Dataset entries:
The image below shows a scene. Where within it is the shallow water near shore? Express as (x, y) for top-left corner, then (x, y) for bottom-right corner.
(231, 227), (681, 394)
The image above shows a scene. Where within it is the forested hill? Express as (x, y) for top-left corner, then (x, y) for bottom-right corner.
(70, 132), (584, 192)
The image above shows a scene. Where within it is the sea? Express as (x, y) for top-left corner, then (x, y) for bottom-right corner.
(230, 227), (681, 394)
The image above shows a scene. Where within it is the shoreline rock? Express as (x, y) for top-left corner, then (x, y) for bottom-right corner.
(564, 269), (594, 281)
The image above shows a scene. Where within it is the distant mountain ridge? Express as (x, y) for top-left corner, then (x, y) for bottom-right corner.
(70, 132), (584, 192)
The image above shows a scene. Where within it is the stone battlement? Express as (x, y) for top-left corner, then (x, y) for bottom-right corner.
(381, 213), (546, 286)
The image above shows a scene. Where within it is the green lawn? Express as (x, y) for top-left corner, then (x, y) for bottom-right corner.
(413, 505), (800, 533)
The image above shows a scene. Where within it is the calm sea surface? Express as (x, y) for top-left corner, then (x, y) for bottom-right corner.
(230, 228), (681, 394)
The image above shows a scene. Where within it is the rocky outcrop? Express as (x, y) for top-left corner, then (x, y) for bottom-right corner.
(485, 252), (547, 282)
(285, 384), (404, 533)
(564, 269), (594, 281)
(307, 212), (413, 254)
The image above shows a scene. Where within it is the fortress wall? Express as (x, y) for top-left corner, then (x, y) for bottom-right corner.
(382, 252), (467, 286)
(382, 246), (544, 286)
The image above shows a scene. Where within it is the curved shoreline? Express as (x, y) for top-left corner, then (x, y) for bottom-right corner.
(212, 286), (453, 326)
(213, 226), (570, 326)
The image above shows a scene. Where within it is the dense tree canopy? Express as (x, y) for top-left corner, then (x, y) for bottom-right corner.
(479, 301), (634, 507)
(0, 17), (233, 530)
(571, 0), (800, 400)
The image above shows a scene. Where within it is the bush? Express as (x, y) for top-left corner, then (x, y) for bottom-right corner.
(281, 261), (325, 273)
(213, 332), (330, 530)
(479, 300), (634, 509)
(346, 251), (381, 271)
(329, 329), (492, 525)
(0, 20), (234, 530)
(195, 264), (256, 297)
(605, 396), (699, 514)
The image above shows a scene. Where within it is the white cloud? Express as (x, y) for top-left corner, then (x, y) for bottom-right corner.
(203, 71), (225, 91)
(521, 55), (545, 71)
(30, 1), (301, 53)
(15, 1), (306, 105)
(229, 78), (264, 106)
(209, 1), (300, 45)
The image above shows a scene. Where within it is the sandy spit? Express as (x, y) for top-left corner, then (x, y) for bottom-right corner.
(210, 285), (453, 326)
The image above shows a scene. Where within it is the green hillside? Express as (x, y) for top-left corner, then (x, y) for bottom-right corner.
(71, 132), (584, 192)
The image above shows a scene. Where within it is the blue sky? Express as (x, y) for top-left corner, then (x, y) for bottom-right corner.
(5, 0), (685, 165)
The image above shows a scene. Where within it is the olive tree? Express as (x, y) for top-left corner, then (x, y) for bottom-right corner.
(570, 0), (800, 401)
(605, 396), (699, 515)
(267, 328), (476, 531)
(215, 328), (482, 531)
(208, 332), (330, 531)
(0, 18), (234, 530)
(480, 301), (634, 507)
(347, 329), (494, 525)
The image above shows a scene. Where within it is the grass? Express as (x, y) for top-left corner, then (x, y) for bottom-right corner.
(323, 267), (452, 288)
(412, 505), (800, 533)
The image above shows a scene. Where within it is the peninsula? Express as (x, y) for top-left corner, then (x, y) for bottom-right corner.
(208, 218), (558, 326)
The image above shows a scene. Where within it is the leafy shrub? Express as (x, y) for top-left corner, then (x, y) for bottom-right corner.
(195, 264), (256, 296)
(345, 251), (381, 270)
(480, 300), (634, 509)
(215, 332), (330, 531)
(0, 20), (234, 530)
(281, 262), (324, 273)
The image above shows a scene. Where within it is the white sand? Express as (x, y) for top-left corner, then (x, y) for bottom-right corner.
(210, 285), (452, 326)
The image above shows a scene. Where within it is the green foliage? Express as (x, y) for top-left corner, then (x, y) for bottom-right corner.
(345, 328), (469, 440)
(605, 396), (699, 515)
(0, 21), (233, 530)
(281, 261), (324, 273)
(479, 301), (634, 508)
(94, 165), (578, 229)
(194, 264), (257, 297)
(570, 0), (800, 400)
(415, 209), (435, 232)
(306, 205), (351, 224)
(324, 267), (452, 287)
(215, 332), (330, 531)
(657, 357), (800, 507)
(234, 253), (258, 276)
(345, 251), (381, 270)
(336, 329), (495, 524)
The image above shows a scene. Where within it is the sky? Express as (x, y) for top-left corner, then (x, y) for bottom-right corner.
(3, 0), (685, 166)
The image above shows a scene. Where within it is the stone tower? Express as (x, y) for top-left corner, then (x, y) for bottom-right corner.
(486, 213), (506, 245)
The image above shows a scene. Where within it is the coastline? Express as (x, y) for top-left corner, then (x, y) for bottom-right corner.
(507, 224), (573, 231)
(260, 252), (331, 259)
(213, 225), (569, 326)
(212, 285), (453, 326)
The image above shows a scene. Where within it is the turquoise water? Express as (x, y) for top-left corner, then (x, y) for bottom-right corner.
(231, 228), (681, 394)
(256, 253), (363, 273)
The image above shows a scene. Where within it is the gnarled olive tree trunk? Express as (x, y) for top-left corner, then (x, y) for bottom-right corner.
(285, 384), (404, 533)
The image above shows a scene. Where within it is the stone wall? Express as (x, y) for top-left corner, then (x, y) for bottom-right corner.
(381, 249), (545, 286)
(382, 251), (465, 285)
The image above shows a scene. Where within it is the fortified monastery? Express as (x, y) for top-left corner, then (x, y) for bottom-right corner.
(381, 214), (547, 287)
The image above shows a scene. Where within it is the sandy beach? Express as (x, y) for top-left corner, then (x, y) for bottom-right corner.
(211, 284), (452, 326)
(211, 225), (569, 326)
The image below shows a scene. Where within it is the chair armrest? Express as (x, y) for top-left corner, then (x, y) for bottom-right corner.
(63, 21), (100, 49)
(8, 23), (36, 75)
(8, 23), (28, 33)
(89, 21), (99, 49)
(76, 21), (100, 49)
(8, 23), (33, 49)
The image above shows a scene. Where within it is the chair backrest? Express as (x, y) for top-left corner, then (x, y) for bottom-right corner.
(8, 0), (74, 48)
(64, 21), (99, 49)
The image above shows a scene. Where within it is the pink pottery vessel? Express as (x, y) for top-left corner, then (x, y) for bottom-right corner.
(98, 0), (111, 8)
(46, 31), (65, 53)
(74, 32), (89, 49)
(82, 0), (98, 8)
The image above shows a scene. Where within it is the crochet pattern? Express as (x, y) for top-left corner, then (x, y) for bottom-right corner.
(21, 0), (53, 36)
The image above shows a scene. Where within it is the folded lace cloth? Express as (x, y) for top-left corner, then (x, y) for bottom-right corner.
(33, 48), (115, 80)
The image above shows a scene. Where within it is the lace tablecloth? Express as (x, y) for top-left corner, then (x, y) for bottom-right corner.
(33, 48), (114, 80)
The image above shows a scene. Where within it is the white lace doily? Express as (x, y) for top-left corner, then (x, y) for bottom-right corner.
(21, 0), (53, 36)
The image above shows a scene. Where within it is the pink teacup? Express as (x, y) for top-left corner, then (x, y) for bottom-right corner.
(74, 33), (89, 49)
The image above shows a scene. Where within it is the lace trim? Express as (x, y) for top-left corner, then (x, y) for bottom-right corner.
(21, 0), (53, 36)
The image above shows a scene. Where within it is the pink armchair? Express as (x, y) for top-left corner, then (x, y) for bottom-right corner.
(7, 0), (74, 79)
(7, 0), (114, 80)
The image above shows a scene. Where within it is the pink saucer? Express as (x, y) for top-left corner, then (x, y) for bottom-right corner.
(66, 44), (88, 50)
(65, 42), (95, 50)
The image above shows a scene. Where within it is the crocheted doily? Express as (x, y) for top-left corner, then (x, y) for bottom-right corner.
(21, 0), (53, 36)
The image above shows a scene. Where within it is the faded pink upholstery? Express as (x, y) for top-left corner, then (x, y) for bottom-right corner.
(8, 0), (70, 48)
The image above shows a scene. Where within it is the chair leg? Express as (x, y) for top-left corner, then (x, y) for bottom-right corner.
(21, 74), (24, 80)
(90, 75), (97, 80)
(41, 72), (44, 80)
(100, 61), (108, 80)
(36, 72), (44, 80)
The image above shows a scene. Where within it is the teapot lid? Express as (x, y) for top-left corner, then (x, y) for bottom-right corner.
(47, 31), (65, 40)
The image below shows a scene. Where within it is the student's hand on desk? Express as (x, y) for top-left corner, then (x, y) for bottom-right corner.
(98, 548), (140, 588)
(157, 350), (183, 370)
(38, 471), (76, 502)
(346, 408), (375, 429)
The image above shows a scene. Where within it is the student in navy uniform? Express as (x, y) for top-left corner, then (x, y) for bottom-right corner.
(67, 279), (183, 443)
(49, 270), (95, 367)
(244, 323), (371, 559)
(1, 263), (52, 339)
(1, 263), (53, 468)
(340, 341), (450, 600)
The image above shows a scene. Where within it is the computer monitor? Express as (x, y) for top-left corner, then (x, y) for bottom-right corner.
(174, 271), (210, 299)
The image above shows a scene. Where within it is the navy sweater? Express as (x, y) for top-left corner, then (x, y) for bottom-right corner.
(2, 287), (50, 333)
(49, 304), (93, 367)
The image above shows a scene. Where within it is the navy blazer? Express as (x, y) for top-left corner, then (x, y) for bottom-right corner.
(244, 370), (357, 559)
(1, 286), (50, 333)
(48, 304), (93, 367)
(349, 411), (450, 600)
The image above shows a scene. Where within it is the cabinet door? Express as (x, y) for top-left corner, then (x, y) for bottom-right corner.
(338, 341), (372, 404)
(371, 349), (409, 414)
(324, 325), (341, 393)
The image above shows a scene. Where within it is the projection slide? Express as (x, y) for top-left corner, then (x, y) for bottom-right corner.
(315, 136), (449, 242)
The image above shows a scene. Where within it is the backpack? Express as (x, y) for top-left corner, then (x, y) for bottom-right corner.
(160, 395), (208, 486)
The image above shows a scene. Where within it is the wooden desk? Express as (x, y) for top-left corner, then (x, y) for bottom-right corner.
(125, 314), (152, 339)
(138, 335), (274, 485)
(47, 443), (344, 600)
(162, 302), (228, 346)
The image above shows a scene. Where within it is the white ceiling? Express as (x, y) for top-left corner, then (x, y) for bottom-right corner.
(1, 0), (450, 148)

| WHAT YOU SHOULD DO |
The response must contain exactly the lines from the one with "is the wooden" to the end of the entries above, both included, and nothing more.

| RESULT OF THE TASK |
The image above shows a scene. Where within it is the wooden desk? Express as (x, y) for top-left corner, then (x, y) for bottom-right corner.
(125, 314), (152, 339)
(138, 335), (274, 485)
(47, 443), (344, 600)
(162, 302), (228, 346)
The image above shows a scene. Where within it is the white ceiling? Express as (x, y) for top-left corner, then (x, y) for bottom-right corner.
(1, 0), (450, 148)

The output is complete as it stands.